● **BRIEF**: What is needed is an exact copy of the entries below, from the line that contains "Target: group of people standing" through the final line, both included, and nothing else.

● **GIVEN ENTRIES**:
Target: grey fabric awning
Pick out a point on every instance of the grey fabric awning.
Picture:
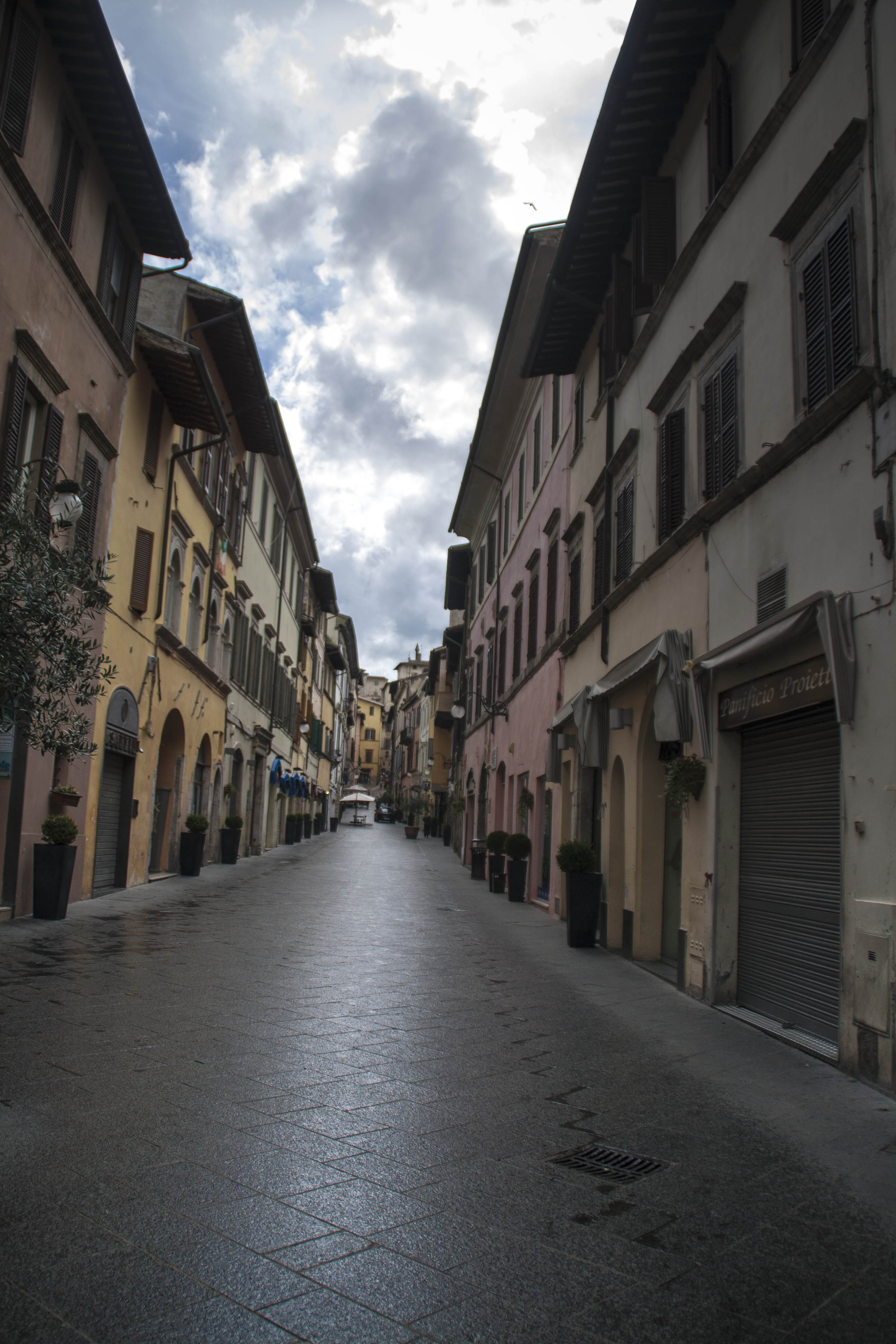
(824, 615)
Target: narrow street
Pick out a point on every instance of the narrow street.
(314, 1096)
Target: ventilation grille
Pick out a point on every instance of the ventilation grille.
(609, 1163)
(772, 595)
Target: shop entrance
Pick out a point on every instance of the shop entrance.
(789, 925)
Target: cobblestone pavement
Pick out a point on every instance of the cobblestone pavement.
(314, 1097)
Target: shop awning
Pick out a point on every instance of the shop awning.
(824, 615)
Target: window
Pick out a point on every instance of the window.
(65, 186)
(720, 151)
(492, 550)
(22, 64)
(153, 435)
(551, 592)
(579, 414)
(600, 564)
(576, 592)
(532, 643)
(671, 475)
(536, 452)
(809, 18)
(141, 572)
(625, 531)
(829, 315)
(720, 428)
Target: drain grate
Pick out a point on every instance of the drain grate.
(609, 1163)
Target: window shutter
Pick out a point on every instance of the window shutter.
(532, 646)
(657, 228)
(576, 592)
(600, 592)
(106, 257)
(141, 570)
(621, 331)
(21, 72)
(153, 435)
(551, 592)
(503, 659)
(625, 531)
(49, 460)
(719, 124)
(91, 482)
(17, 390)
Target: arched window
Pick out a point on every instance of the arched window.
(175, 589)
(195, 616)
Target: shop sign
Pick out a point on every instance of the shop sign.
(808, 683)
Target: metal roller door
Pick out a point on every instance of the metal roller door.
(790, 870)
(108, 820)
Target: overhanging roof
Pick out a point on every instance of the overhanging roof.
(664, 50)
(92, 65)
(236, 354)
(183, 380)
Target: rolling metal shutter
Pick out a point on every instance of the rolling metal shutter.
(108, 822)
(790, 870)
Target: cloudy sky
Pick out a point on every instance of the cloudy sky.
(358, 171)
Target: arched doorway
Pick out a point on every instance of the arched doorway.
(167, 800)
(617, 876)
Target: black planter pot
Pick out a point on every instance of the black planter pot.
(230, 844)
(52, 882)
(516, 879)
(496, 866)
(191, 852)
(584, 909)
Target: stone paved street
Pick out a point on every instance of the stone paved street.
(314, 1097)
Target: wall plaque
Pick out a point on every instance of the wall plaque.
(808, 683)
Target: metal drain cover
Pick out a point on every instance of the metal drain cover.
(609, 1163)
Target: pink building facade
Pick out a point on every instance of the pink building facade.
(514, 508)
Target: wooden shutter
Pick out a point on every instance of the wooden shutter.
(49, 461)
(141, 570)
(19, 88)
(92, 483)
(17, 389)
(600, 590)
(625, 531)
(65, 189)
(503, 659)
(551, 592)
(623, 314)
(657, 228)
(719, 124)
(576, 592)
(153, 435)
(532, 644)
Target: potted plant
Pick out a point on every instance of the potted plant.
(193, 842)
(577, 859)
(54, 864)
(518, 849)
(495, 844)
(230, 838)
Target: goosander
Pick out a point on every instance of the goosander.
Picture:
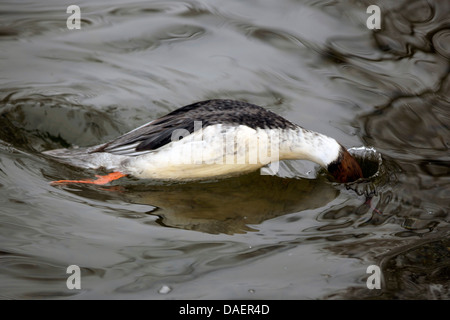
(209, 139)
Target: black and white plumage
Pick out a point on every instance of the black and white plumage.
(210, 139)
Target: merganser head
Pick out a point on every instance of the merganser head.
(345, 168)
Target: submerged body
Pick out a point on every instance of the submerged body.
(210, 139)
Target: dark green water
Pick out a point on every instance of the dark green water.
(292, 236)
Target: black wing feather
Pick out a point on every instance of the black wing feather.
(159, 132)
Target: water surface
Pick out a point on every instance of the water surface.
(292, 236)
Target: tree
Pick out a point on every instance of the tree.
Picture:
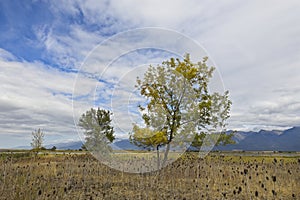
(179, 103)
(37, 139)
(98, 131)
(147, 138)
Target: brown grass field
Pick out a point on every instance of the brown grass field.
(217, 176)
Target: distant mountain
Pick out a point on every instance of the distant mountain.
(288, 140)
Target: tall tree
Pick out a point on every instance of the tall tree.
(37, 139)
(179, 102)
(98, 131)
(147, 138)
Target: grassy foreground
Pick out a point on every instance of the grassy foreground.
(217, 176)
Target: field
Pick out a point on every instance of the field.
(217, 176)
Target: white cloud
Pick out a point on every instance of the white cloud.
(35, 96)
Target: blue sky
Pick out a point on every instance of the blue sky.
(44, 44)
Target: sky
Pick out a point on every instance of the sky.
(59, 58)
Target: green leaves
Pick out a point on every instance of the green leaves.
(98, 131)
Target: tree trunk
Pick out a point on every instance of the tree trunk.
(158, 158)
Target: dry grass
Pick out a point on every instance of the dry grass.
(214, 177)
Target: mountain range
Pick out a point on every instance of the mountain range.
(263, 140)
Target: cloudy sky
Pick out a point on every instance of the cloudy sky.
(51, 51)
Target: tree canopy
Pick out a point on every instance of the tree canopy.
(37, 139)
(98, 131)
(179, 104)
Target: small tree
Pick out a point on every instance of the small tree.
(37, 139)
(53, 148)
(98, 131)
(179, 103)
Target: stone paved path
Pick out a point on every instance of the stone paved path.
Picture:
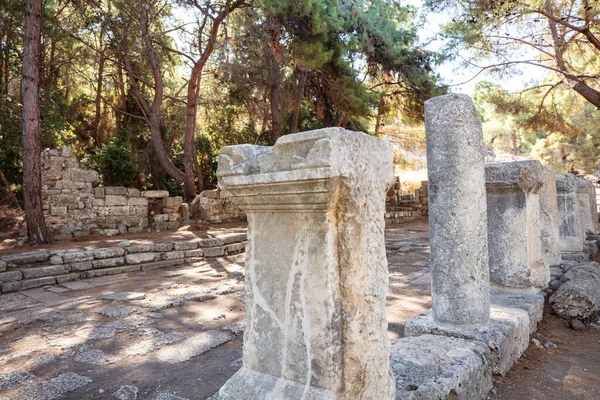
(167, 334)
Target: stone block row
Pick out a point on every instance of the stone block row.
(40, 268)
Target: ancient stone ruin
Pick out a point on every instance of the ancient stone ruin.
(74, 206)
(316, 272)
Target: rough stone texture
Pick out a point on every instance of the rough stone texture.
(578, 297)
(53, 389)
(595, 223)
(513, 319)
(570, 230)
(549, 220)
(193, 346)
(74, 207)
(514, 240)
(583, 200)
(457, 212)
(316, 301)
(438, 367)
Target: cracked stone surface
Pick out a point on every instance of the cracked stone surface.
(41, 338)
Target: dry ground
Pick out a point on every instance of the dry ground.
(183, 340)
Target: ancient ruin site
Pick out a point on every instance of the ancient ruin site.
(299, 200)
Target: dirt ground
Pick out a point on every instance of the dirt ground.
(176, 333)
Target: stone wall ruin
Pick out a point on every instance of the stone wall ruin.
(74, 206)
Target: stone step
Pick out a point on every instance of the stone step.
(49, 267)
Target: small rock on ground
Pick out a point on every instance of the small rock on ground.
(193, 346)
(124, 296)
(13, 379)
(52, 389)
(126, 392)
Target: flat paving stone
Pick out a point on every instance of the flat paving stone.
(53, 388)
(168, 396)
(97, 333)
(126, 392)
(193, 346)
(125, 296)
(117, 311)
(11, 380)
(78, 285)
(96, 357)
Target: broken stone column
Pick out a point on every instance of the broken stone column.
(549, 221)
(514, 240)
(316, 269)
(583, 199)
(570, 231)
(457, 212)
(595, 223)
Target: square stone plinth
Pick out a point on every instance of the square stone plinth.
(513, 317)
(440, 367)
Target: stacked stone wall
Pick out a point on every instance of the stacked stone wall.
(49, 267)
(74, 206)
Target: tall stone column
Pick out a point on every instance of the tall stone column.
(570, 231)
(514, 240)
(549, 221)
(316, 269)
(595, 223)
(583, 199)
(457, 212)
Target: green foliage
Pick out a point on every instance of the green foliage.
(114, 165)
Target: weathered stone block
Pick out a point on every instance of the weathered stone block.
(173, 255)
(81, 266)
(26, 258)
(140, 258)
(578, 296)
(58, 210)
(108, 252)
(108, 262)
(116, 190)
(162, 264)
(10, 276)
(173, 226)
(82, 175)
(99, 192)
(114, 200)
(162, 247)
(210, 242)
(514, 239)
(194, 253)
(137, 201)
(139, 248)
(549, 220)
(67, 278)
(77, 256)
(30, 273)
(438, 367)
(458, 219)
(570, 228)
(172, 202)
(27, 284)
(155, 194)
(185, 245)
(234, 247)
(291, 193)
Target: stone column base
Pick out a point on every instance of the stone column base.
(247, 384)
(513, 317)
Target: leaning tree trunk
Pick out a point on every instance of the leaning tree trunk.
(32, 174)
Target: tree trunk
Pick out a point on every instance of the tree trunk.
(302, 77)
(32, 175)
(98, 102)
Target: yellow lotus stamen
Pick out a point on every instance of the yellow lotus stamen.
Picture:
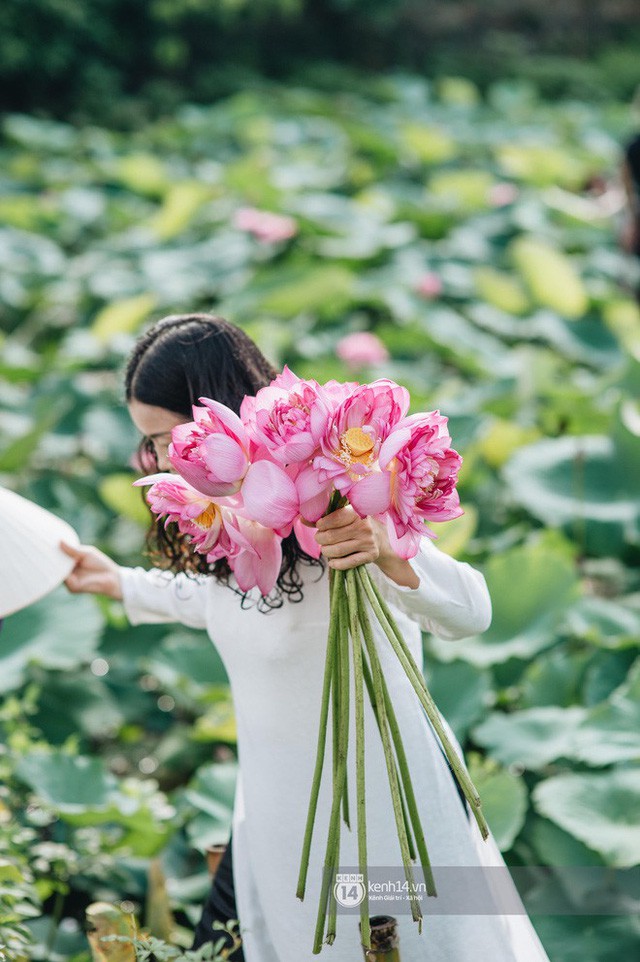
(208, 517)
(357, 441)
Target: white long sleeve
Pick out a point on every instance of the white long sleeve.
(452, 599)
(155, 597)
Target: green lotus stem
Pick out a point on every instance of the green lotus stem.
(333, 839)
(417, 680)
(352, 597)
(403, 766)
(343, 726)
(335, 693)
(322, 737)
(367, 634)
(372, 699)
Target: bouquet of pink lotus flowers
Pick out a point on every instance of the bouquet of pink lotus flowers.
(298, 450)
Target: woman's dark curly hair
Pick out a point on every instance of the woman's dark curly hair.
(180, 359)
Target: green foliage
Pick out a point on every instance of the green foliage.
(110, 61)
(455, 228)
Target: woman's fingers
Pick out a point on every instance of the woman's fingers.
(352, 561)
(344, 548)
(337, 519)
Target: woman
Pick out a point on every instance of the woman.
(273, 651)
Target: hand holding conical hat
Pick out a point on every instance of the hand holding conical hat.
(31, 562)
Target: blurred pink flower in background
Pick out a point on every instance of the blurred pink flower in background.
(267, 227)
(361, 349)
(429, 285)
(502, 194)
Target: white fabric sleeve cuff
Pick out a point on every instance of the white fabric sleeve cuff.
(157, 597)
(452, 600)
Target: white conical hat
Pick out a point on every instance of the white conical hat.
(31, 562)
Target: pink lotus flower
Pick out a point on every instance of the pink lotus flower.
(255, 554)
(196, 515)
(355, 433)
(270, 496)
(266, 227)
(429, 286)
(306, 537)
(422, 472)
(211, 452)
(286, 417)
(361, 349)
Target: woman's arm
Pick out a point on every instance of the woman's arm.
(149, 597)
(444, 596)
(452, 599)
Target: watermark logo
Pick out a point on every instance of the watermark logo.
(349, 889)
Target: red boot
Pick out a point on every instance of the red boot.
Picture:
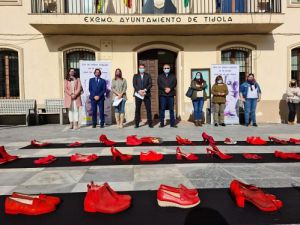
(104, 140)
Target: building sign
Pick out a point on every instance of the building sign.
(86, 72)
(165, 20)
(230, 74)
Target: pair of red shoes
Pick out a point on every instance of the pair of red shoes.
(45, 160)
(77, 157)
(5, 157)
(283, 155)
(256, 141)
(33, 205)
(39, 144)
(180, 197)
(103, 199)
(263, 201)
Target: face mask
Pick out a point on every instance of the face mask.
(167, 70)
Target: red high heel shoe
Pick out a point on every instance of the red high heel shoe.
(188, 156)
(183, 141)
(251, 193)
(36, 143)
(207, 138)
(104, 140)
(217, 152)
(295, 141)
(251, 156)
(278, 141)
(151, 156)
(284, 155)
(133, 140)
(7, 157)
(117, 154)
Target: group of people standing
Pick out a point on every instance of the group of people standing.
(250, 95)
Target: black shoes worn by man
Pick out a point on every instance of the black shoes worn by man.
(142, 84)
(167, 83)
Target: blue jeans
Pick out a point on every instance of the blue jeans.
(198, 107)
(250, 110)
(166, 101)
(121, 107)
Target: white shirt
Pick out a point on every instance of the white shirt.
(252, 93)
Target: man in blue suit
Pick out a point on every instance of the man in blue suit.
(97, 88)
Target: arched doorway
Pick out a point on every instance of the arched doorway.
(9, 73)
(154, 59)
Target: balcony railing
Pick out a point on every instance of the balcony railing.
(154, 6)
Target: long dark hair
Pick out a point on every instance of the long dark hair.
(121, 77)
(68, 74)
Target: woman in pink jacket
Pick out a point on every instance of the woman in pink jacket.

● **WRITTEN REPLY**:
Target: group of people standing
Pick out a point on every instance of the group of people standing.
(250, 95)
Target: black shoes worn by man
Pick out a point on every instance of the black shoes worn by man.
(142, 84)
(167, 83)
Target: blue jeans
Pick out a point on every instance of the blue jeans.
(198, 107)
(250, 110)
(166, 101)
(121, 107)
Target: white shirt
Pick out a point on every instance of the white shirt.
(252, 93)
Target: man in blue suit
Pick out a point on every instance of the man in blue suit.
(97, 88)
Target: arched doorway
Pick out a point on every instance of the arched doorway.
(9, 73)
(154, 59)
Target: balcony railing
Pick out a point on every instance of the balcony railing.
(154, 6)
Target: long dark hair
Pick out a point on every instance of the long dark hair.
(121, 77)
(68, 74)
Target: woman in pink jacket
Pick out a point on every instance of the woman in pink jacket.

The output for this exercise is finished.